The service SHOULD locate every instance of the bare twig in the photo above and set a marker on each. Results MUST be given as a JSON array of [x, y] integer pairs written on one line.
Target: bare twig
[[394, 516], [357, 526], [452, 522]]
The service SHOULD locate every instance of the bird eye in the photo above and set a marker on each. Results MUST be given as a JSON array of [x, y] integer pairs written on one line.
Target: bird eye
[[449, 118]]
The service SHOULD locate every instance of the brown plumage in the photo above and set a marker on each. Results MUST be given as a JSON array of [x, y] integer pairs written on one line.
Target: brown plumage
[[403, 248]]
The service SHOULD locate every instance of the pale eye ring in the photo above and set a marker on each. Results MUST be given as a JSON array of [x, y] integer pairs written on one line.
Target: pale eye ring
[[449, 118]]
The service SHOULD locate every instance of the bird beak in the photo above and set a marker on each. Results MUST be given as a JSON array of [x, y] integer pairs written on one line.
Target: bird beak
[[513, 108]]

——————————

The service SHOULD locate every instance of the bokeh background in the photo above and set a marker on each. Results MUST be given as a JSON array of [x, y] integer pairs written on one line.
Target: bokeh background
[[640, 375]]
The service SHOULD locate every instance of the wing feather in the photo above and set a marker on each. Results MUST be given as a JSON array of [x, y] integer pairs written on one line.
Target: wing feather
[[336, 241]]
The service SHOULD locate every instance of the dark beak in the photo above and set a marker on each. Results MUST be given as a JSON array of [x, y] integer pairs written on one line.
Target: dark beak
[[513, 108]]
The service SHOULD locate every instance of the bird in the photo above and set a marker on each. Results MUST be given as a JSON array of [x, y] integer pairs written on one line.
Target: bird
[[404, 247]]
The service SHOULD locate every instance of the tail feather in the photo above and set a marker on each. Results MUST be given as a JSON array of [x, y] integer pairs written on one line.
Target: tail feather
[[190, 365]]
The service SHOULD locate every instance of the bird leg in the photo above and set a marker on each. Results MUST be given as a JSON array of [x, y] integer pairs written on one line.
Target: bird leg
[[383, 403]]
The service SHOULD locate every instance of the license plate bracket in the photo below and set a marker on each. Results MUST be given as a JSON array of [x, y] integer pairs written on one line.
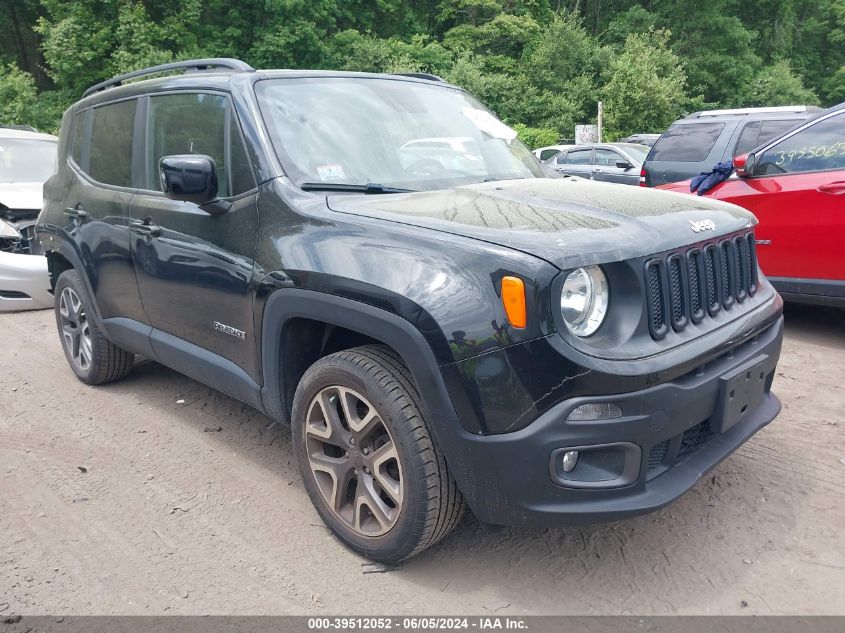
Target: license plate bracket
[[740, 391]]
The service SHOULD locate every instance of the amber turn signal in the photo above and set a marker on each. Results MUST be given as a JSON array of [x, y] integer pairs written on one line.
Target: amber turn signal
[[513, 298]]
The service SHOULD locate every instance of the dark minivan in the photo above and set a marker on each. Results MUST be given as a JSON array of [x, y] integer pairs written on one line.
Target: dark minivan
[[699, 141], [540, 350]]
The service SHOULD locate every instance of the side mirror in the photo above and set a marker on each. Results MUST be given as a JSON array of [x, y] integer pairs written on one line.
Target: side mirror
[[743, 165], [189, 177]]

——————————

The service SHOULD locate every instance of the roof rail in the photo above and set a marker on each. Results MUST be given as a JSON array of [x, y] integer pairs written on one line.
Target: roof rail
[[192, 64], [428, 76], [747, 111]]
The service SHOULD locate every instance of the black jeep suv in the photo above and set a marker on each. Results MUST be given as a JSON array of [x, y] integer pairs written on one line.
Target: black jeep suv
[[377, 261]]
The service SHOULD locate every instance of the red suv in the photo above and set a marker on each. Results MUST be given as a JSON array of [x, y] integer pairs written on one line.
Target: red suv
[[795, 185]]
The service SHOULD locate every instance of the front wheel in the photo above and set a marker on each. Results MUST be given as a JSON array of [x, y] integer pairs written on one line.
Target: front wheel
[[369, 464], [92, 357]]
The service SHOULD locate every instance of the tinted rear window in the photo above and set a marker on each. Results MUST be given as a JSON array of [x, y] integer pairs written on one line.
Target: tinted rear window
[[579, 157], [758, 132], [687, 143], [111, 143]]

——————————

Copy out the lines above, from the line with "The service SHOULD locate every instance of the bird leg" up to and including the line with "[[383, 403]]", with nothing else.

The service SHOULD locate every instance of the bird leg in the photo above and set a marker on each. Results MUST be given as a JSON array of [x, y] integer pairs written on one line.
Target: bird leg
[[383, 403]]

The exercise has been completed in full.